[Start of Available records]
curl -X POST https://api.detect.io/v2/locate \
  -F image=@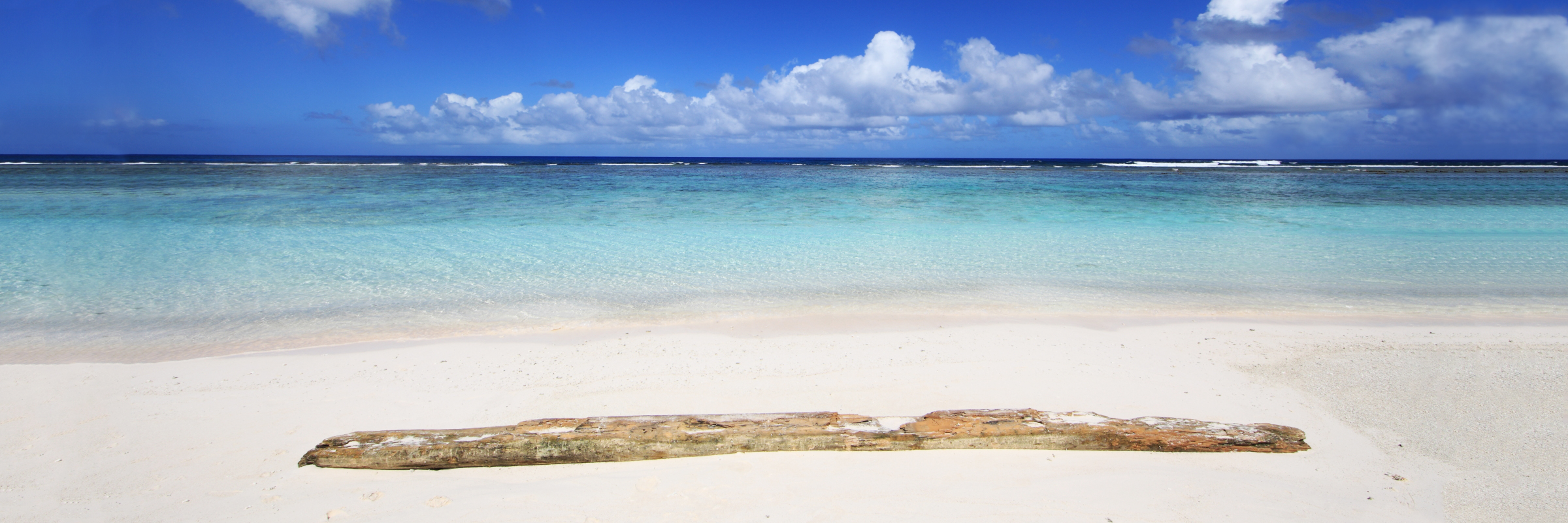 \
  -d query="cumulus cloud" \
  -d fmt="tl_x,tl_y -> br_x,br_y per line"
353,0 -> 1568,148
238,0 -> 511,46
82,109 -> 169,130
1317,16 -> 1568,107
1134,16 -> 1568,146
1124,44 -> 1372,118
1198,0 -> 1286,25
365,31 -> 1074,144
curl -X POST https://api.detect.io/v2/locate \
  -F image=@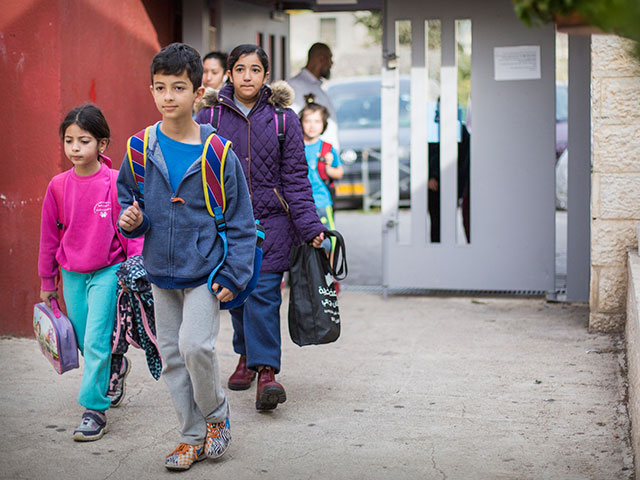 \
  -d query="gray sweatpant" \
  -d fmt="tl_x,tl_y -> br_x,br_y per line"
152,284 -> 228,445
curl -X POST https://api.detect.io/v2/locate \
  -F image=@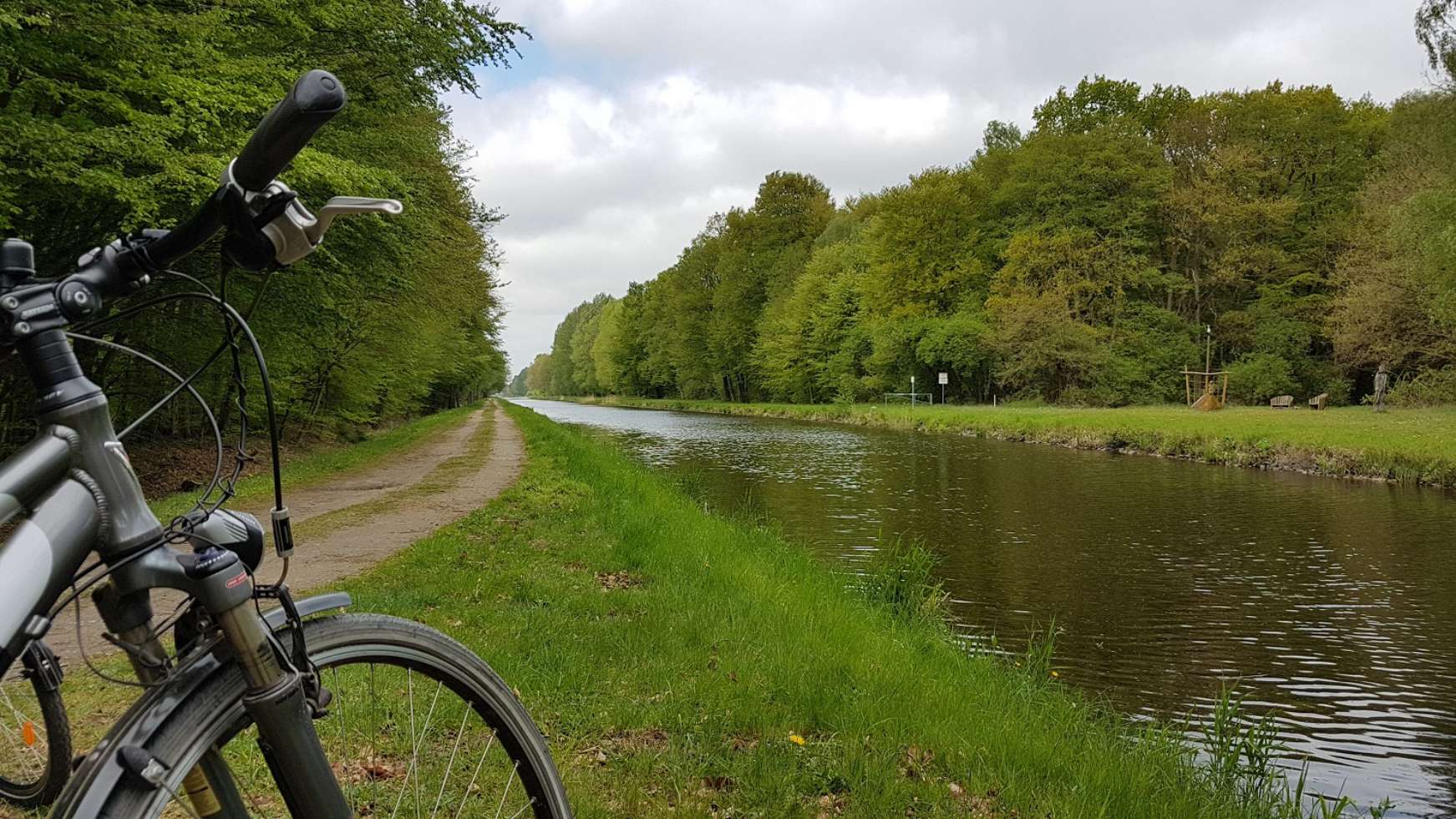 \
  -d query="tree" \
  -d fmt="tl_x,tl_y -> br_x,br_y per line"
0,0 -> 524,437
1415,0 -> 1456,82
[End of Available records]
Goal
How many lines in the rows above contain the string "query"? Reply with the number alone.

Task output
3